Text excerpt:
* * * * * * *
India is located in Southern Asia, bordering the Arabian Sea and the Bay of Bengal, surrounded by Burma, China and Pakistan. Pakistan is located to the northwest of India and is bordered by the Arabian Sea, Iran, Afghanistan and China to the north. Although India occupies only 2.4% of the world's land area, it supports over 15% of the world's population. Only China has a larger population. Almost 40% of Indians are younger than 15 years of age. About 70% of the people live in more than 550,000 villages, and the remainder in more than 200 towns and cities. The majority of Pakistan's population lives along the Indus River valley and along an arc formed by the cities of Faisalabad, Lahore, Rawalpindi/Islamabad, and Peshawar.

India's population continues to grow at about 1.8% per year and is estimated at one billion. While its GDP is low in dollar terms, India has the world's 13th-largest GNP. About 62% of the population depends directly on agriculture. Industry and services sectors are growing in importance and account for 26% and 48% of GDP, respectively, while agriculture contributes about 25.6% of GDP. More than 35% of the population live below the poverty line, but a large and growing middle class of 150-200 million has disposable income for consumer goods.
* * * * * * *
Recorded data:
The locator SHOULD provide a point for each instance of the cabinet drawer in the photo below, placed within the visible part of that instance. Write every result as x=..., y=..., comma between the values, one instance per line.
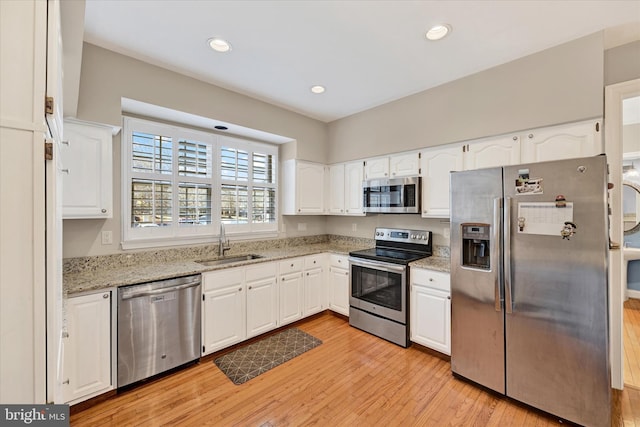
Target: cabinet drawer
x=313, y=261
x=291, y=265
x=339, y=261
x=431, y=279
x=261, y=271
x=221, y=279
* * * * * * *
Exercise task 1: Echo the India and Pakistan text above word for word, from "India's population continues" up to and including "for consumer goods.".
Exercise task 2:
Using the India and Pakistan text, answer briefly:
(a) What share of the world's population does India support?
(b) In more than how many villages do about 70% of Indians live?
(c) What percentage of GDP comes from the services sector?

Solution 1:
India's population continues to grow at about 1.8% per year and is estimated at one billion. While its GDP is low in dollar terms, India has the world's 13th-largest GNP. About 62% of the population depends directly on agriculture. Industry and services sectors are growing in importance and account for 26% and 48% of GDP, respectively, while agriculture contributes about 25.6% of GDP. More than 35% of the population live below the poverty line, but a large and growing middle class of 150-200 million has disposable income for consumer goods.

Solution 2:
(a) Over 15%
(b) More than 550,000
(c) 48%